■ TEXT EXCERPT

Kaiser Permanente Mid Atlantic States and Mid-Atlantic Permanente Group recently announced the elimination of neck manipulation from their chiropractic coverage. The revised policy states,
Given the paucity of data related to beneficial effects of chiropractic manipulation of the cervical spine and the real potential for catastrophic adverse events, it was decided to exclude chiropractic manipulation of the cervical spine from coverage.
Their decision was applauded by some but was predictably attacked by chiropractors.
The American Chiropractic Association (ACA) promptly responded with a letter to Kaiser outlining “the extensive data that supports cervical spinal manipulation as both beneficial and safe.” I have not yet been able to find a copy of that letter online. I don’t doubt that they presented data to support their beliefs. I do doubt that they presented a balanced view of the entire body of published evidence, the body of evidence that Kaiser relied on in making its decision. When the BCA (British Chiropractic Association) tried to defend itself against Simon Singh’s criticism, it provided a list of allegedly supporting studies but these were readily demolished in the blogosphere. Several previous posts on SBM including this one by a chiropractor have examined the evidence for neck manipulation and concurred with Kaiser that there is a “paucity of data related to beneficial effects of chiropractic manipulation of the cervical spine” and a “real potential for catastrophic adverse events.” That’s what the science says. It is encouraging that Kaiser followed the science.
The ACA also released the following statement, signed by ACA President, Dr. Rick McMichael :
The American Chiropractic Association is aware that Kaiser Permanente Mid Atlantic States and Mid-Atlantic Permanente Medical Group have revised their Chiropractic Manipulation Medical Coverage Policy to exclude cervical Chiropractic Manipulative Treatment (CMT) from coverage. This restriction, if allowed to stand, will be harmful to chiropractic patients and doctors. We have contacted Kaiser to express our grave concern over this change, and we await its reply. ACA will expend every effort to encourage Kaiser to reverse this new restriction, and we will keep our members and the profession informed along the way.
Chiropractors are not doing well. 20-25% of chiropractors leave the field within 10 years of graduation. Their average income has dropped from $97,892 annually in 1992-1993 to only $48,900 in 2002-2003.
The new Kaiser policy threatens their livelihood, especially the livelihood of the many practitioners who use neck manipulation on virtually all patients regardless of the presenting complaints. So of course they will protest and will try everything possible to convince Kaiser to change its mind. Such lobbying has been effective in previous cases.

■ RECORDED INFORMATION

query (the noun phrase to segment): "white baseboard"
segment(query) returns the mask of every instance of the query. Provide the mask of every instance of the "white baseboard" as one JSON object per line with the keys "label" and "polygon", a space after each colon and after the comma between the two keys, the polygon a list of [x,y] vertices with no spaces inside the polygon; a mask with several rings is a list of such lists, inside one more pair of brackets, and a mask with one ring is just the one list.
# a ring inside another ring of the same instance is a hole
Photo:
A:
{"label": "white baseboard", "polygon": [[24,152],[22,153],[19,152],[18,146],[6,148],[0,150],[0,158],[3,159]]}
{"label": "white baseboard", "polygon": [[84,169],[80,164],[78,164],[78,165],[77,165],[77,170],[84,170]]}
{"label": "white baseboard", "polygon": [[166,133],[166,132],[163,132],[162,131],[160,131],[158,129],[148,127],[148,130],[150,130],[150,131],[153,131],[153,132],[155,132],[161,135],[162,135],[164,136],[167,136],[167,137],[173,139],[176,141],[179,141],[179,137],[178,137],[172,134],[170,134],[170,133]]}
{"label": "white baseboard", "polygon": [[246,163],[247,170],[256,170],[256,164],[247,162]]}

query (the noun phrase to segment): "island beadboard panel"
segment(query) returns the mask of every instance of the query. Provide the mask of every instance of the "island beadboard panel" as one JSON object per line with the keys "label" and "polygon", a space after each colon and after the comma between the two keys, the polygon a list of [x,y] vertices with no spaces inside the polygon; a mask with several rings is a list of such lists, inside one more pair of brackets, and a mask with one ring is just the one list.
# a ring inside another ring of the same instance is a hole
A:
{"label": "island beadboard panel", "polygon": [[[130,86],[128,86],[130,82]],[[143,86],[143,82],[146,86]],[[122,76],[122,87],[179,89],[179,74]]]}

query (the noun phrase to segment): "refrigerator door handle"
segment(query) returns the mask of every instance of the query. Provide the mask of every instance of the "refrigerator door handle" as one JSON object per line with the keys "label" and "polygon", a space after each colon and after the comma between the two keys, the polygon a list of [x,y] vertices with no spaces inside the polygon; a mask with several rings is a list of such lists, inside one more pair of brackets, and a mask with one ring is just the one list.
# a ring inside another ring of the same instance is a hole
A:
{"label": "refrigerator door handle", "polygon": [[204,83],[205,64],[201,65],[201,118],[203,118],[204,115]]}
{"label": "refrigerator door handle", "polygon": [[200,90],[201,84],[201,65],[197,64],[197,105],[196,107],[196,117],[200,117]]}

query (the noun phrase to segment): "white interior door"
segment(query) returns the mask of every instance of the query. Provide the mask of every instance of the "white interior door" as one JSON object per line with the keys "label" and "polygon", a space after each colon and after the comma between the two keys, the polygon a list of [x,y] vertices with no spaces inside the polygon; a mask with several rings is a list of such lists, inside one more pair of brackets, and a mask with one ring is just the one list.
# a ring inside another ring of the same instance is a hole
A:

■ REQUIRED ACTIONS
**A.** Rewrite the article on Kaiser's chiropractic coverage, starting at "The new Kaiser" and ending at "in previous cases.", with "livelihood" replaced by "income".
**B.** Continue the article on Kaiser's chiropractic coverage from where it stops.

■ YOUR WRITTEN ANSWERS
**A.**
The new Kaiser policy threatens their income, especially the income of the many practitioners who use neck manipulation on virtually all patients regardless of the presenting complaints. So of course they will protest and will try everything possible to convince Kaiser to change its mind. Such lobbying has been effective in previous cases.

**B.**
In 2007, United Healthcare decided to stop reimbursing chiropractic care for children and for headaches. A joint letter from various chiropractic organizations chastised them:
Attached is an analysis which demonstrates that the above policy is not only flawed but more importantly, poses a threat to the health of children, adolescents and those individuals suffering with headache pain who may be insured or otherwise covered under United Healthcare programs and policies. We view your recent policy determination to be a material denial of essential benefits and coverage paid for by employers and other insureds. The broad stroke elimination of these important benefits is, in our view, not only unconscionable but is an abrogation of the promises made to cover chiropractic services to employees, individuals and their dependants.
The chiropractors contended that they are “uniquely qualified to address all types of childhood and adolescent ailments [not true].” They provided their evidence that chiropractic treatment was effective for headache [not convincing]. They said a number of other things that those of us on SBM would disagree with. United Healthcare backed down and rescinded the policy.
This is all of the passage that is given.